** Start SOURCE DOCUMENT **

# <span style="color:#4375c7">Financial Econometrics</span>
***
*The course material is for educational purposes only. Nothing herein should be taken as an investment advice or  offers any opinion  <br/> with respect to the suitability of any security. To obtain further information about this course, [contact us](http://wp.firrm.de/) or visit us during [office hours](https://finance.wiwi.tu-dortmund.de/professur/team/).*
***


# Hands on: Time Series Analysis II

In this part the knowledge from the last exercise will be extended and applied to real data. In addition, models assuming heteroscedasticity  model will be applied to calculate value at risk. 

<h1 id="tocheading">Table of Contents</h1>
<div id="toc"></div>

### Core idea VAR
- Instead of just analyzing one variable using its past values (like classic AR models), the VAR model looks at two or more variables together.
- Each variable in the system is predicted using previous values of all variables, not just its own

**What does this mean:**
Suppose you want to model two economic indicators, like GDP and unemployment:
- With VAR, the current GDP depends on past values of GDP and unemployment.

** End SOURCE DOCUMENT **
** Start SOURCE EXCERPT **

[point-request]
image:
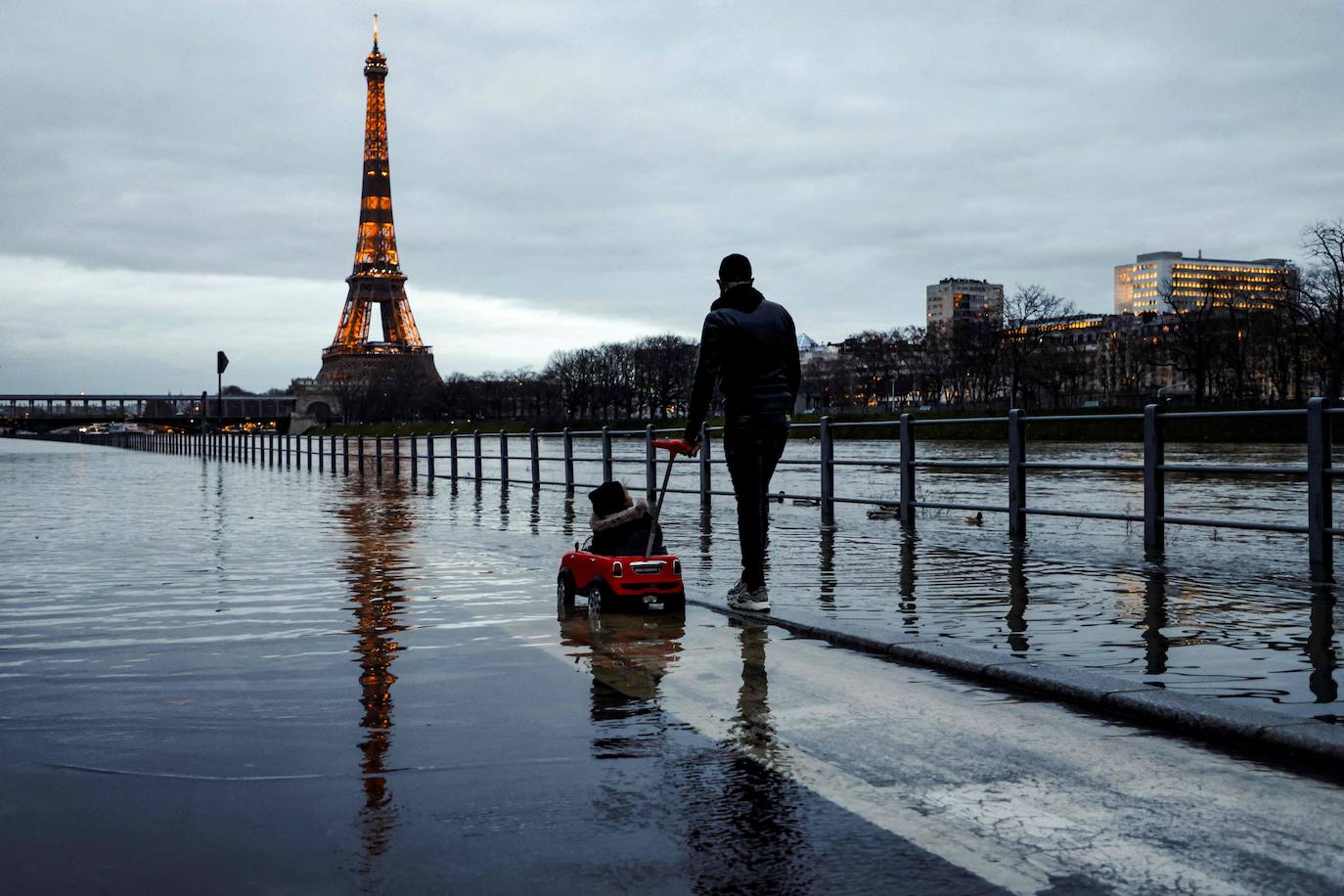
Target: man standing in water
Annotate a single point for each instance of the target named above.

** End SOURCE EXCERPT **

YOUR TASK:
Quote the stretch of the econometrics course page from "### Core idea" through "GDP and unemployment.".

FINAL RESULT:
### Core idea VAR
- Instead of just analyzing one variable using its past values (like classic AR models), the VAR model looks at two or more variables together.
- Each variable in the system is predicted using previous values of all variables, not just its own

**What does this mean:**
Suppose you want to model two economic indicators, like GDP and unemployment:
- With VAR, the current GDP depends on past values of GDP and unemployment.